● Records to use
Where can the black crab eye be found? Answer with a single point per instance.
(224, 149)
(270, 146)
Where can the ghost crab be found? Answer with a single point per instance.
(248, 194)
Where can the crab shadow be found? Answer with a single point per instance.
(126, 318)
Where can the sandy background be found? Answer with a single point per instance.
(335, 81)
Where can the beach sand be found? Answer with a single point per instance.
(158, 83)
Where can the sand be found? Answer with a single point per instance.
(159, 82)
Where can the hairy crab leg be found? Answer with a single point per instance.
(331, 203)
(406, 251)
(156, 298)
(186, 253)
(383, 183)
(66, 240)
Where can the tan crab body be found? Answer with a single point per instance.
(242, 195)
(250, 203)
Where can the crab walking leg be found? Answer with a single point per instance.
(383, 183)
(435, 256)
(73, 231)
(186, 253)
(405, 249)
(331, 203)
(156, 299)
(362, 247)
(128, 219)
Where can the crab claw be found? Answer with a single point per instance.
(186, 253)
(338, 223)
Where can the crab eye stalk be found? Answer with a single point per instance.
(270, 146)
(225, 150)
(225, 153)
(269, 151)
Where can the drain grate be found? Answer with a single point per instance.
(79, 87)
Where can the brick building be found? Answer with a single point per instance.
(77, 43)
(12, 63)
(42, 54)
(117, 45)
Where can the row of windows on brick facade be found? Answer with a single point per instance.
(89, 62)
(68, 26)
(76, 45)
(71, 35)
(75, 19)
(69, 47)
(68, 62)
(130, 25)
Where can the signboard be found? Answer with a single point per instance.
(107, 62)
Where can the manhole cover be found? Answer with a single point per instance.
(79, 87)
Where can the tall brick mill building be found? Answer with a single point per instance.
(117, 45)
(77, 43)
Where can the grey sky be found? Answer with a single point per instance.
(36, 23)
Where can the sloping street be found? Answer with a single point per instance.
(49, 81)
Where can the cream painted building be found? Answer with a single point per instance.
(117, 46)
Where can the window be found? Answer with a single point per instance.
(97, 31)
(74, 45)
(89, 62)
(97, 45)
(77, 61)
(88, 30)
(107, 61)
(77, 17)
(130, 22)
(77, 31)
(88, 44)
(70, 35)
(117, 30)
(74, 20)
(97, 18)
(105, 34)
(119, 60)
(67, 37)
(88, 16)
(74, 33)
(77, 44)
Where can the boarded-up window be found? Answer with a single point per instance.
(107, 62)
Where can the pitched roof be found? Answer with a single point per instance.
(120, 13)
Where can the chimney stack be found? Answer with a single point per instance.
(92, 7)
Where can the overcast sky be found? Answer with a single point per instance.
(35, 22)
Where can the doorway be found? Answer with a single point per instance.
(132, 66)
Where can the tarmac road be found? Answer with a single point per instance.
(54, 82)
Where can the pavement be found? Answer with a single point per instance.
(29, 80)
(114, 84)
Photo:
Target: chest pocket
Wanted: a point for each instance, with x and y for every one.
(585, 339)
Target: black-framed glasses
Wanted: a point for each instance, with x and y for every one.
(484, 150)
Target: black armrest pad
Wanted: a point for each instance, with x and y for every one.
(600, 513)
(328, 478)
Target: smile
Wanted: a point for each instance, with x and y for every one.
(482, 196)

● Assignment
Looking at the entries above, find how many lines include the word "Target" and write that number alone.

● Task output
4